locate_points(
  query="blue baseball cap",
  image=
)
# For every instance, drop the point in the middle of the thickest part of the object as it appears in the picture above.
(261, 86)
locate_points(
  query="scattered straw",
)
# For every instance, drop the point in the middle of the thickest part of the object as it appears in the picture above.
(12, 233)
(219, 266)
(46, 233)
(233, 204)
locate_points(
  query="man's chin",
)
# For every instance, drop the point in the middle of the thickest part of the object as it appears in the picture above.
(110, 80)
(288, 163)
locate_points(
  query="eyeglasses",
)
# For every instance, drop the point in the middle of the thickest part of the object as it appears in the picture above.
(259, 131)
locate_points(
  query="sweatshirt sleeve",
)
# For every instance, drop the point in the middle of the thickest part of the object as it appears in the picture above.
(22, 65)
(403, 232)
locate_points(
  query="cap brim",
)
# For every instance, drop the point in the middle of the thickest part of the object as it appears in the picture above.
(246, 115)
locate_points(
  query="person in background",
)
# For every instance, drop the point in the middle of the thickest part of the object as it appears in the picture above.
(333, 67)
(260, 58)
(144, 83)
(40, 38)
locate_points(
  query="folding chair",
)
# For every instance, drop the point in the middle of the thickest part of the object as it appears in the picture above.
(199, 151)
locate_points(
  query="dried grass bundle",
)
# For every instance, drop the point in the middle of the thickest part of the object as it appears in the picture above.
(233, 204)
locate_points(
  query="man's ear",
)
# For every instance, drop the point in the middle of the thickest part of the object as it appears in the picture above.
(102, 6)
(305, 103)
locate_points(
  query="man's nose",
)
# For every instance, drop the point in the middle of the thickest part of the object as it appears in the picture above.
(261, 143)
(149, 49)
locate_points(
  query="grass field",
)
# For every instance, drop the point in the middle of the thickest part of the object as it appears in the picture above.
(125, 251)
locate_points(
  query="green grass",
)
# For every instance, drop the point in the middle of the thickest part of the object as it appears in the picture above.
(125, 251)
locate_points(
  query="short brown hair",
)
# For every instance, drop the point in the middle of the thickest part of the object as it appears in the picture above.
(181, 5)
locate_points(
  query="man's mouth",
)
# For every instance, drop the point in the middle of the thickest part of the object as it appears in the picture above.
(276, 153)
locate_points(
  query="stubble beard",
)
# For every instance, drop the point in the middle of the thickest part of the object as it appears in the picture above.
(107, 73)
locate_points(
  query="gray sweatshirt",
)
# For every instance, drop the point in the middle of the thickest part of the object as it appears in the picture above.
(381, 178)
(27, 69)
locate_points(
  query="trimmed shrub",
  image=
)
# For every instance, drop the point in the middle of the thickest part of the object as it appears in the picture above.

→ **EXERCISE**: Lines with "sweatshirt": state how many there are in the records, and nothing more.

→ **EXERCISE OUTPUT**: 2